• [Consigne à suivre] Pouvez-vous citer mot pour mot le texte sur l'emploi dans les festivals, de « Les équipes permanentes » jusqu'à « préparer le festival. » inclus ?

• [Passage cité]
====

Les équipes permanentes et les renforts

Il est essentiel de comprendre le fonctionnement d’un festival pour comprendre l’impact que celui-ci peut avoir sur l’emploi et sur son environnement. Car un festival c’est avant tout des emplois directs que l’on peut lister de manière non exhaustive :

L’équipe permanente du festival
Direction, administration, communication, direction technique, programmation, production, médiation, partenariat, billetterie, ressources humaines… En fonction des événements, des équipes de 3 à 30 personnes travaillent à l’année, ou sur une partie de l’année, pour préparer le festival. 

Les équipes techniques
Régisseurs, techniciens,électriciens, son, lumière, plateau, menuiseriers, plombiers, accueil artistes… chaque année ce sont des dizaines de personnes qui sont embauchées, intermittentes ou non, par le festival pour le montage, l’exploitation et le démontage.

Les saisonniers
Bars, billetterie, accueil, Cashless… Salariés directement par le festival, les saisonniers officient pendant l’exploitation pour l’accueil et les services au public. Au festival Art Rock qui se déroule chaque année à Saint-Brieuc, « l'équipe est composée de 6 permanents qui sont rejoint par 150 intermittents et 40 CDD saisonniers qui s'occupent de la billetterie, du Cashless, de l'accueil du public et des partenaires » explique Carol Meyer, directrice de l’événement.

Le Hellfest, plus gros budget des festivals français, emploie 17 salariés à temps plein, et 1200 personnes supplémentaires toutes activités confondues pendant le festival. De son côté les Eurockéennes de Belfort ont embauché 611 personnes en 2019, pour un coût salarial total avoisinant les 1,5 millions d’euros, sur un budget de 9,5 millions, en comptant à la fois les salariés permanents de l’association, mais aussi les renforts en CDD et les intermittents recrutés pour le festival et sa préparation. A Charleville-Mézières, le Cabaret Vert « est organisé avec 13 permanents, et une dizaine de prestataires qui facturent leurs services » confirme Julien Sauvage le directeur. « Pendant le festival on ajoute environ 200 intermittents, sans compter les artistes, musiciens et techniciens qu’on prend aussi en intermittence. Ils sont une centaine chaque année » explique t-il.

Les prestataires et les fournisseurs

Comme nous l’expliquions dans notre article du 26 mars « Les festivals de l’été auront-ils lieu ? », les prestataires et fournisseurs jouent un rôle indispensable à la bonne tenue de l’événement. L’annulation des festivals les impacte donc directement, eux qui pour certains sont entièrement dépendants du secteur évènementiel. On y retrouve :

Les prestataires techniques
Aménagement et mobiliers, techniques et installation, Cashless, contrôle d’accès et accréditations, location bungalows et sanitaires, location de véhicules et de matériel… ils participent à l’organisation et à la mise en œuvre de l’événement. Une étude de la Sacem estime aux alentours de 40% du budget d’un événement les charges liées à la partie technique de l’organisation, prestations et embauches confondues. Prestataire lumière des festivals Art Rock ou Panoramas, la société Art Light explique dans un entretien au Télégramme « faire entre 15 000€ à 20 000 € de location de matériel pour un grand festival ».

====

• [Données fournies]
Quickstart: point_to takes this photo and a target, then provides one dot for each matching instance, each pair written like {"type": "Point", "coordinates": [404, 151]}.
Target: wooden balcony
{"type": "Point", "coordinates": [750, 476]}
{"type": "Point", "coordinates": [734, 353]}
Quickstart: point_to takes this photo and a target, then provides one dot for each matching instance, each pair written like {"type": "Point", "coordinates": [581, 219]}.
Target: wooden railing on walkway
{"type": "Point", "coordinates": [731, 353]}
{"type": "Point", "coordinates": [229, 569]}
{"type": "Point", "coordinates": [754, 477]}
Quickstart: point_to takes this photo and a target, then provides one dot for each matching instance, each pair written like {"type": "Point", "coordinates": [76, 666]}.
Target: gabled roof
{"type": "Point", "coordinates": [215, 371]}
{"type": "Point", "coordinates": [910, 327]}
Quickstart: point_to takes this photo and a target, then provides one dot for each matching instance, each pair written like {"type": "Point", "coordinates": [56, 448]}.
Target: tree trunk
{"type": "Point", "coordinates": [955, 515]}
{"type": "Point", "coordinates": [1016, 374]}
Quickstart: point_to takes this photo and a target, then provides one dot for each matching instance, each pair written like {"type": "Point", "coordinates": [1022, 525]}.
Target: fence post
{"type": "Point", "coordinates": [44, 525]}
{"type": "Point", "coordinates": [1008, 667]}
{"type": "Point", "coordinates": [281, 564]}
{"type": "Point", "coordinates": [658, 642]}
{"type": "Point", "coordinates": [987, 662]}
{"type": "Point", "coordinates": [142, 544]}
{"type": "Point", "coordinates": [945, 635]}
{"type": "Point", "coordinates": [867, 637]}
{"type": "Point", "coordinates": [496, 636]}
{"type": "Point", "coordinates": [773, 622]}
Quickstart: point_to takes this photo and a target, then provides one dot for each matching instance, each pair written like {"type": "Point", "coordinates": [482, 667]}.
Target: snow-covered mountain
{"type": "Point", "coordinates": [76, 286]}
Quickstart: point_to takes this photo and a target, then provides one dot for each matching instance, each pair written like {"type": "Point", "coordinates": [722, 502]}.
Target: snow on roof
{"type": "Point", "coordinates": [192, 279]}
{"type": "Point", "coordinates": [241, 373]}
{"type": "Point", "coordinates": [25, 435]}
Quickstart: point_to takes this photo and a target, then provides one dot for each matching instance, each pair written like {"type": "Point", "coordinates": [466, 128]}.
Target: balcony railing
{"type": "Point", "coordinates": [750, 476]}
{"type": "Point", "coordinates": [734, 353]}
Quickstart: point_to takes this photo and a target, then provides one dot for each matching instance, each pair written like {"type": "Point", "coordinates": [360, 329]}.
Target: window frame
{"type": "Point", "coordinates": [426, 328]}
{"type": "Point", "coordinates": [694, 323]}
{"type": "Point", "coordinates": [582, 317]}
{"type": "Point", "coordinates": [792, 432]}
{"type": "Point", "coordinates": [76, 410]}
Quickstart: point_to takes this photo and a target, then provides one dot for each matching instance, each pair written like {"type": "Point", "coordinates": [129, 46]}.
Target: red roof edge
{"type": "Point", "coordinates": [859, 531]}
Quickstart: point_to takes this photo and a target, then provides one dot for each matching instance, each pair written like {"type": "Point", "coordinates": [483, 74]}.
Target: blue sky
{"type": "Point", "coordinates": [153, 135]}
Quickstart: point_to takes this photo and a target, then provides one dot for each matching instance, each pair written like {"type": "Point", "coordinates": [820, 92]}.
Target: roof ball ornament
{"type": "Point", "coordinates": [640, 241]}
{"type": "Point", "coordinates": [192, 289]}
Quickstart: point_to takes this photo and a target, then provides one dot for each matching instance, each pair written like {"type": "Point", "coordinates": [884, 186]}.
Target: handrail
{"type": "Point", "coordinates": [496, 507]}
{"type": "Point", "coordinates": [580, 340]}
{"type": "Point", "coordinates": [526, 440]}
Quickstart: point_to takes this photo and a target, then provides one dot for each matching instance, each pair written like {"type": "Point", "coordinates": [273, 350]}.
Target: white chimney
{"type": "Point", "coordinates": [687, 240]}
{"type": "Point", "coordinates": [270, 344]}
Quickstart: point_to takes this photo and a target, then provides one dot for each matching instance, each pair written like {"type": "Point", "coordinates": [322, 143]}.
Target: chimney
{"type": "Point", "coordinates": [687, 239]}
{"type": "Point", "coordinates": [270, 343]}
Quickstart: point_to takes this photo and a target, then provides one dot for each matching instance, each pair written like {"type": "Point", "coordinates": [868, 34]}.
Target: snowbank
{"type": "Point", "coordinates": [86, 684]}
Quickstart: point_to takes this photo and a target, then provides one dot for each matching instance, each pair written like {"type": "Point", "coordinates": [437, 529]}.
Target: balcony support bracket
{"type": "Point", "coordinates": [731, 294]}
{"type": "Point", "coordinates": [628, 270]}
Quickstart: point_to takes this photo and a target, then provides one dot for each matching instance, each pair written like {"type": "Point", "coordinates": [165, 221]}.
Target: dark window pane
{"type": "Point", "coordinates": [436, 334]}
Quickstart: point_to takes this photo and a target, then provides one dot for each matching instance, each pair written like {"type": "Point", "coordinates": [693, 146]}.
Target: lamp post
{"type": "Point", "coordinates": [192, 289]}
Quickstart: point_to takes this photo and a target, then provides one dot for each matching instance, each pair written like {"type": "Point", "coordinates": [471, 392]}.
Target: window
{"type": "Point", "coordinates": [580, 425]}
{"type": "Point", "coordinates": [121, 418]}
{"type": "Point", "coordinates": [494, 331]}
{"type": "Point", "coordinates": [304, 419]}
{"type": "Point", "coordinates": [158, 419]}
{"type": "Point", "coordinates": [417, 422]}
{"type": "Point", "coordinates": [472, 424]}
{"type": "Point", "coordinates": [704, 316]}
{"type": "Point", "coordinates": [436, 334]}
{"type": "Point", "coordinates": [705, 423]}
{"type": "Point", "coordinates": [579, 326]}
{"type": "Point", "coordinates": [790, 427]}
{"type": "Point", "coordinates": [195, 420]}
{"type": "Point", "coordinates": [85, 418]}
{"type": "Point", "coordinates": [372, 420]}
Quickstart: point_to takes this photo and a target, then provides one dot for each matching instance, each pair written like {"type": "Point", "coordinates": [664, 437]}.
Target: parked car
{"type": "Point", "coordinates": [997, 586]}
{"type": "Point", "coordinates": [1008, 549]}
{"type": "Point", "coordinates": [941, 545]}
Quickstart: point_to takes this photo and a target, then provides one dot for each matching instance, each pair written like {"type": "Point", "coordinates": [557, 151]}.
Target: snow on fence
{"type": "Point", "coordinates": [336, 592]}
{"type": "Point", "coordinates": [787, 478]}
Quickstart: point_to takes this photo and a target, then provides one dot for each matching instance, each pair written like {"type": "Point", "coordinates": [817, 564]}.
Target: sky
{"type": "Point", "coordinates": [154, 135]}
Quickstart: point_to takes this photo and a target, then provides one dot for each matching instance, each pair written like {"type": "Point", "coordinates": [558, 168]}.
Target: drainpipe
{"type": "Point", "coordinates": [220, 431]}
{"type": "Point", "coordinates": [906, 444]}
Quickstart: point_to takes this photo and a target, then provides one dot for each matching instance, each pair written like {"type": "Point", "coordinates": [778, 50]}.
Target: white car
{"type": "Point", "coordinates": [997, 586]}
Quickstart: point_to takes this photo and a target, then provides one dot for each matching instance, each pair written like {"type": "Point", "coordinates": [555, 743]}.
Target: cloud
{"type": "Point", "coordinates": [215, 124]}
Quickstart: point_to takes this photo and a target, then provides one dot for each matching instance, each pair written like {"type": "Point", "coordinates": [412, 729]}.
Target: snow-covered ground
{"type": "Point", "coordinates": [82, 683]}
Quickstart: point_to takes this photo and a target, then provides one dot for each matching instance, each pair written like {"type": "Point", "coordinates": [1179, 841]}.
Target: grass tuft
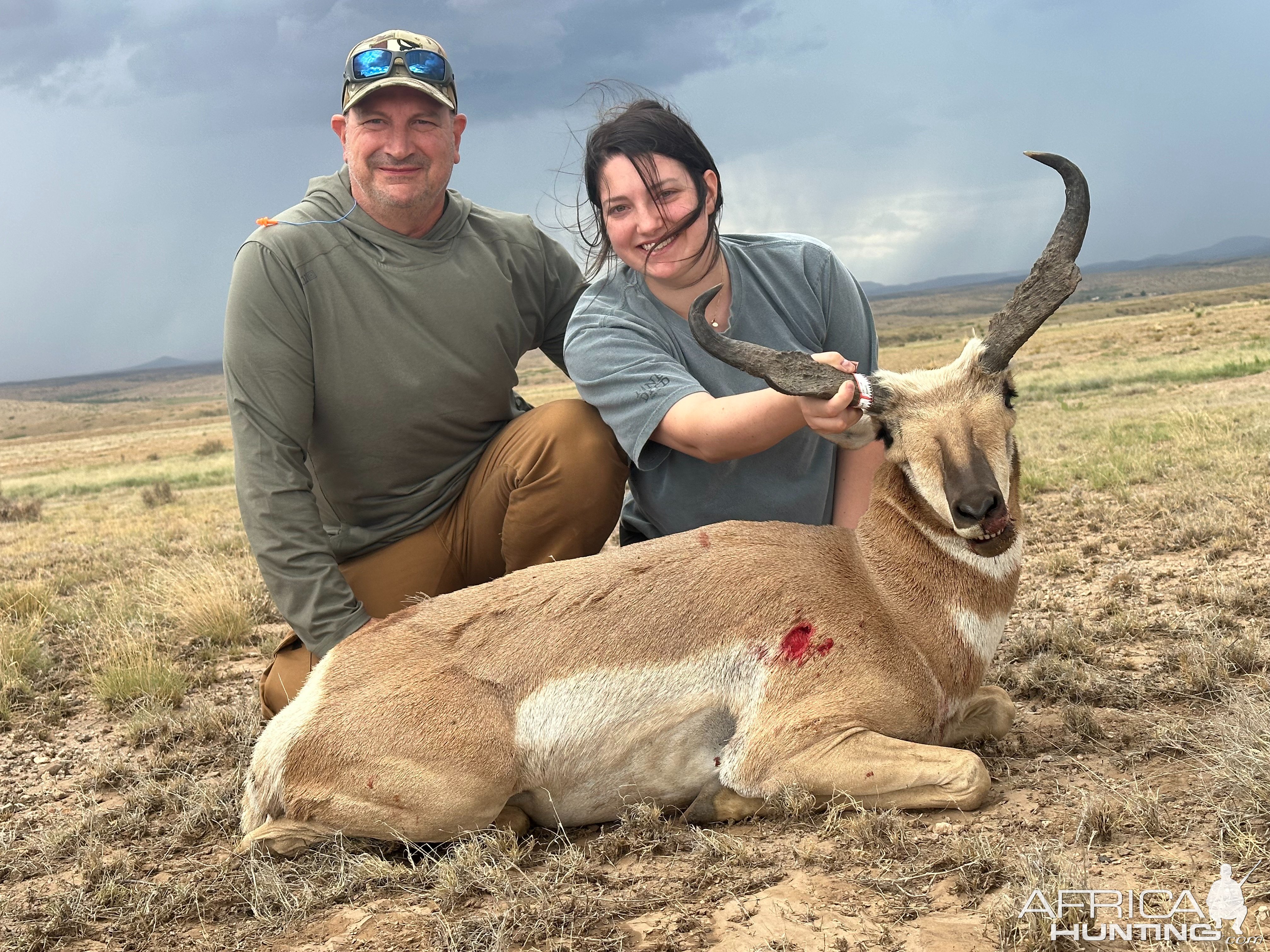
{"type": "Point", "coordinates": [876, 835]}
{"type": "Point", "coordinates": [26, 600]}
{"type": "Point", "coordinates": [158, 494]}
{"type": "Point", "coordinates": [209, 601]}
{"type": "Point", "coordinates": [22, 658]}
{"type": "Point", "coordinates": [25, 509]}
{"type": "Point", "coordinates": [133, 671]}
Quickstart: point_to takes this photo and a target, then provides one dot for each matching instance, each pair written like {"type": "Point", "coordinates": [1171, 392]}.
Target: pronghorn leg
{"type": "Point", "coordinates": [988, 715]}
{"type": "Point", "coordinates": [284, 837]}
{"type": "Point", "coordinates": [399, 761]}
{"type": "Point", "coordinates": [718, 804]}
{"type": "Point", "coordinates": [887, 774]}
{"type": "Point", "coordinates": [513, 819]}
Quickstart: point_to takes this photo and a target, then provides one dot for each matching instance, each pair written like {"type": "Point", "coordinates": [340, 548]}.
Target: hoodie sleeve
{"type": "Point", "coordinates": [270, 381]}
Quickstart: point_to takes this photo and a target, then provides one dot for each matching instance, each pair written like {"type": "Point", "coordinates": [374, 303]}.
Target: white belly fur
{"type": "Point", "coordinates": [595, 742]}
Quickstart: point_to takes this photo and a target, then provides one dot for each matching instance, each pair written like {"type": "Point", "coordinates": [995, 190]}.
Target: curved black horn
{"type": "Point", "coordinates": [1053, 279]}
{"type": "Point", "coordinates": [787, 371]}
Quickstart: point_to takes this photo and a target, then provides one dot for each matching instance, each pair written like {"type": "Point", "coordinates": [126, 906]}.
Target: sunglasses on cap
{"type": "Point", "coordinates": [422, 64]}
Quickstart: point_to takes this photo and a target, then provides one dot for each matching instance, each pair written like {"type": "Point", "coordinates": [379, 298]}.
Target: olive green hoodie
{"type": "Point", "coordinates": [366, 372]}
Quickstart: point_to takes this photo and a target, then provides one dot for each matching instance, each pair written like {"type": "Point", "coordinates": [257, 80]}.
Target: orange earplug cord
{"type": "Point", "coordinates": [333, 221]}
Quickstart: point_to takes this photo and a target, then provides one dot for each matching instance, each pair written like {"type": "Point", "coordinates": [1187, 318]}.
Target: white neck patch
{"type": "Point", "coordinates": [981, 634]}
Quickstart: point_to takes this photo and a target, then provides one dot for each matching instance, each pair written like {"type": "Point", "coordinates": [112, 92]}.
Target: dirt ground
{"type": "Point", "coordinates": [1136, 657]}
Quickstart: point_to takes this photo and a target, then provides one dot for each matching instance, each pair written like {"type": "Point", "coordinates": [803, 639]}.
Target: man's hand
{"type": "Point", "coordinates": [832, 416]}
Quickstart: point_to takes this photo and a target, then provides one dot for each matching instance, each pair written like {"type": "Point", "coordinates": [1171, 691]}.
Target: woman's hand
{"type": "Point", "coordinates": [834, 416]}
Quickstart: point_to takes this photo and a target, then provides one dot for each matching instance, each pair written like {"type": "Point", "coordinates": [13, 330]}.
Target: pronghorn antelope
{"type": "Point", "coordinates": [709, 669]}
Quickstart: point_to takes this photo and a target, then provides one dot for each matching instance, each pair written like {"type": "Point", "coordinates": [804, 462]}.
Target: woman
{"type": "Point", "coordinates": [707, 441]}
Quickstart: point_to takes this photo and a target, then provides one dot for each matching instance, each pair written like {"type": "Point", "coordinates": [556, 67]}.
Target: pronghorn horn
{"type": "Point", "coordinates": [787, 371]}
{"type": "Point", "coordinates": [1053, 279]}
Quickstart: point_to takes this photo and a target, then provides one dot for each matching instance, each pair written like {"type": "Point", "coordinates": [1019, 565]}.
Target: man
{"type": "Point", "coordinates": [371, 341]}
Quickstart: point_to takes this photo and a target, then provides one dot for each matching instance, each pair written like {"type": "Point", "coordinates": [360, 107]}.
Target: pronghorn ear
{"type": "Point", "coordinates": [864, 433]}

====

• [Réponse à l'exercice]
Les équipes permanentes et les renforts

Il est essentiel de comprendre le fonctionnement d’un festival pour comprendre l’impact que celui-ci peut avoir sur l’emploi et sur son environnement. Car un festival c’est avant tout des emplois directs que l’on peut lister de manière non exhaustive :

L’équipe permanente du festival
Direction, administration, communication, direction technique, programmation, production, médiation, partenariat, billetterie, ressources humaines… En fonction des événements, des équipes de 3 à 30 personnes travaillent à l’année, ou sur une partie de l’année, pour préparer le festival.